### What the exercise asks:
Render the listing from its first line through the line containing "878 293 1366 693" as a JSON list of strings, one string per line, skipping blank lines.

══════════════════════════════

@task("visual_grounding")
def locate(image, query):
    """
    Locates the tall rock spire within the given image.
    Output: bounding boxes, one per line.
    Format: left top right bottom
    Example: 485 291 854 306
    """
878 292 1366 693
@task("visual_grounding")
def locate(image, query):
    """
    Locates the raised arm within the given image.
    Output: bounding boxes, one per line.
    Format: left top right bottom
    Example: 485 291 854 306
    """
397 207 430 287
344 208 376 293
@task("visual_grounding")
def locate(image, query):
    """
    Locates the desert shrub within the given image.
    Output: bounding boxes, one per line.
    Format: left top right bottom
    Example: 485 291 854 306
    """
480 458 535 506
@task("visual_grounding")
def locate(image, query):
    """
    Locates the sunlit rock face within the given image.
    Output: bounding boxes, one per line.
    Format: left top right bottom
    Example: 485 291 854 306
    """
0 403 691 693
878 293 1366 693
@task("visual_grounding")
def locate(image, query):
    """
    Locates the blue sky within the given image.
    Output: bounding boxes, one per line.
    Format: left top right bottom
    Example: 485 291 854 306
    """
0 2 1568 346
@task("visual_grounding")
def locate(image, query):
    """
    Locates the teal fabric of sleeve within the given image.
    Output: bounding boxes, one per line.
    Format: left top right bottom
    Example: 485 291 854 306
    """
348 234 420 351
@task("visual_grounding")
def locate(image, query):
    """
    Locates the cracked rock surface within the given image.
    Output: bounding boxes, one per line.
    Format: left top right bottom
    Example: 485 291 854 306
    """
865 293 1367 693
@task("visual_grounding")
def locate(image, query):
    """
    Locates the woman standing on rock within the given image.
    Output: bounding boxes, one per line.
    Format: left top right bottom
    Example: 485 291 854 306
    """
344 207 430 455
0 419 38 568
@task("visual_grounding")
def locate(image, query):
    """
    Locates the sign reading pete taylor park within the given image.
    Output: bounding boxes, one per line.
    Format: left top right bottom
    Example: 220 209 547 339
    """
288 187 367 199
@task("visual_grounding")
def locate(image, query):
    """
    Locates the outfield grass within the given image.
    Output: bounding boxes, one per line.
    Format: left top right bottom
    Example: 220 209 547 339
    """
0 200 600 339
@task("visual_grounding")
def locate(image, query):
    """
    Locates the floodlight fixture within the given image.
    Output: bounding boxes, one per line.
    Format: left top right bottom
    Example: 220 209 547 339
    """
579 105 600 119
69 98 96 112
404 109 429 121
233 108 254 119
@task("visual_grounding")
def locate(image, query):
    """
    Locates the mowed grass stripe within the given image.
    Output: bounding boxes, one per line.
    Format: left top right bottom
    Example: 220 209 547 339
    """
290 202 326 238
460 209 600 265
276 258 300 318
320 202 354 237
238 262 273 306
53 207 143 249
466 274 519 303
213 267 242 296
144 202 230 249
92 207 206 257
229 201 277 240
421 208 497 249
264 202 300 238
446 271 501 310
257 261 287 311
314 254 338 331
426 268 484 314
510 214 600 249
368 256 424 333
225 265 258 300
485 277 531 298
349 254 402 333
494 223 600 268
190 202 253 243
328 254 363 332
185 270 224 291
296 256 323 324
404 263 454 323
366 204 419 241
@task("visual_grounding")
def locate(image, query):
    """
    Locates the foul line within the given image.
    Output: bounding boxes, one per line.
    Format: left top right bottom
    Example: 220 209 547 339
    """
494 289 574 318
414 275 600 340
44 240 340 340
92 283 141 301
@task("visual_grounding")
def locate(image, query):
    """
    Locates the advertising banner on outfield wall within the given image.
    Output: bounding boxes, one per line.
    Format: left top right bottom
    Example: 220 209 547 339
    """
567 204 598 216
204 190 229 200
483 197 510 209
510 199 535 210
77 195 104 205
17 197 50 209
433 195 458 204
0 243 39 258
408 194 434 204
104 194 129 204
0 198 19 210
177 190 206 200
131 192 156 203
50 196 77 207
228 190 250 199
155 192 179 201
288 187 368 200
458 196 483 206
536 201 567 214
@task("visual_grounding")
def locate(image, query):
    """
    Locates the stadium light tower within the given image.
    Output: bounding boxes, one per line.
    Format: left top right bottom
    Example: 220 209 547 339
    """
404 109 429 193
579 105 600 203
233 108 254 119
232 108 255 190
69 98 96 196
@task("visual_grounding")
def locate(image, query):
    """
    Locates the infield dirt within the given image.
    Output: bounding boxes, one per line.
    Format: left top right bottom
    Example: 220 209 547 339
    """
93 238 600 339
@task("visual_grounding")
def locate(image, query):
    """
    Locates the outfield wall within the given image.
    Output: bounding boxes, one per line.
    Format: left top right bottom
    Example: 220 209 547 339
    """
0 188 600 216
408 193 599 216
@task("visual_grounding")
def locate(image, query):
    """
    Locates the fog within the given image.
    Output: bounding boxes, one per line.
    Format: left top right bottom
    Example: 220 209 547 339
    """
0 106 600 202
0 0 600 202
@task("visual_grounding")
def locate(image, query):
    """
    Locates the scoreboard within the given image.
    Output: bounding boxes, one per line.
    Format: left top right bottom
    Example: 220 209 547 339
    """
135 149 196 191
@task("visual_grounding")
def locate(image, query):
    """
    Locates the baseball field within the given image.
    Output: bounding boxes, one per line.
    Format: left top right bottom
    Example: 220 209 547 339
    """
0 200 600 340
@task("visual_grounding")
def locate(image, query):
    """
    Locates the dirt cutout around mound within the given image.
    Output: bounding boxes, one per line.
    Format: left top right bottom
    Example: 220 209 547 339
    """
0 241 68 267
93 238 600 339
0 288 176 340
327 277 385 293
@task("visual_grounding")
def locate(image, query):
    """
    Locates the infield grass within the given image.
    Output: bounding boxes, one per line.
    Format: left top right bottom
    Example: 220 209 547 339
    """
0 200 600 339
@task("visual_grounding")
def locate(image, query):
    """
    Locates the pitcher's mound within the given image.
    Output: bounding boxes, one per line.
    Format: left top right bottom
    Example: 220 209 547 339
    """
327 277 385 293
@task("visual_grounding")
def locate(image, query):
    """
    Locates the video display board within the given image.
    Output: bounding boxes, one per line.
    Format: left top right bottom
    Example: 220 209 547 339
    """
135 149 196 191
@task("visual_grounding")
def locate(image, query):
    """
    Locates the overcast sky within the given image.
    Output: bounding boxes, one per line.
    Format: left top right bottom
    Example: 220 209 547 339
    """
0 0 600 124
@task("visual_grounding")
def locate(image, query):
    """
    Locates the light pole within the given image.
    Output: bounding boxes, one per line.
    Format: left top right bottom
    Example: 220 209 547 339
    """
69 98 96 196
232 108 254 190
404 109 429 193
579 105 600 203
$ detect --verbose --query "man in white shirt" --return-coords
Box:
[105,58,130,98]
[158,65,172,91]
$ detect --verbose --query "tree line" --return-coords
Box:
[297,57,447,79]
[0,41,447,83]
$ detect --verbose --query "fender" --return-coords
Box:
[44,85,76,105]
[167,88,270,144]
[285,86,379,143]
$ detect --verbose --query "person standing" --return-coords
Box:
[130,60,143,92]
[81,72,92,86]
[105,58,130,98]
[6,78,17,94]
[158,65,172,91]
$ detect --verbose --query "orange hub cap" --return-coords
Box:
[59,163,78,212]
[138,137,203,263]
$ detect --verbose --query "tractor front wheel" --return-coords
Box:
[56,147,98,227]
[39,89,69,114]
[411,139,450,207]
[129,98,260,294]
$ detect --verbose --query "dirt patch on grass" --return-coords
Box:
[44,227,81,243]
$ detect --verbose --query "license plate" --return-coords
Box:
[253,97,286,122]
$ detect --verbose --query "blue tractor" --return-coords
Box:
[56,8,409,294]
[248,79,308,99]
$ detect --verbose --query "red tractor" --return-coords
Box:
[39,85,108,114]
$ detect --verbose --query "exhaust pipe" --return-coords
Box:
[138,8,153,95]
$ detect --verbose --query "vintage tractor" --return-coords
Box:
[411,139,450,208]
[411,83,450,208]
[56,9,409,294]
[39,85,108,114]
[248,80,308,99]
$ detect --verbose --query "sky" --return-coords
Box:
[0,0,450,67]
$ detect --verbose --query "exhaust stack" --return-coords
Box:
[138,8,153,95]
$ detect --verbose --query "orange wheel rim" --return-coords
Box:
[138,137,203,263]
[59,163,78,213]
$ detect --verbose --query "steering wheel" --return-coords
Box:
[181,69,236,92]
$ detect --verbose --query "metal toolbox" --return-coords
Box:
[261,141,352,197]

══════════════════════════════

### The solution:
[
  "@task(\"visual_grounding\")",
  "def locate(image, query):",
  "    \"\"\"",
  "    Locates the tall rock spire within the given image.",
  "    Output: bounding boxes, one per line.",
  "    Format: left top right bottom",
  "    Example: 485 291 854 306",
  "    \"\"\"",
  "878 292 1366 693",
  "@task(\"visual_grounding\")",
  "def locate(image, query):",
  "    \"\"\"",
  "    Locates the raised arm within the given image.",
  "    Output: bounding boxes, one per line.",
  "    Format: left top right bottom",
  "    Example: 485 291 854 306",
  "    \"\"\"",
  "397 207 430 287",
  "344 208 376 293",
  "@task(\"visual_grounding\")",
  "def locate(image, query):",
  "    \"\"\"",
  "    Locates the desert shrub within the given image.",
  "    Output: bounding boxes, one per line.",
  "    Format: left top right bottom",
  "    Example: 485 291 854 306",
  "    \"\"\"",
  "480 458 535 506",
  "@task(\"visual_grounding\")",
  "def locate(image, query):",
  "    \"\"\"",
  "    Locates the sunlit rock face within the given image.",
  "    Output: bounding boxes, one per line.",
  "    Format: left top right bottom",
  "    Example: 485 291 854 306",
  "    \"\"\"",
  "0 403 691 693",
  "878 293 1366 693"
]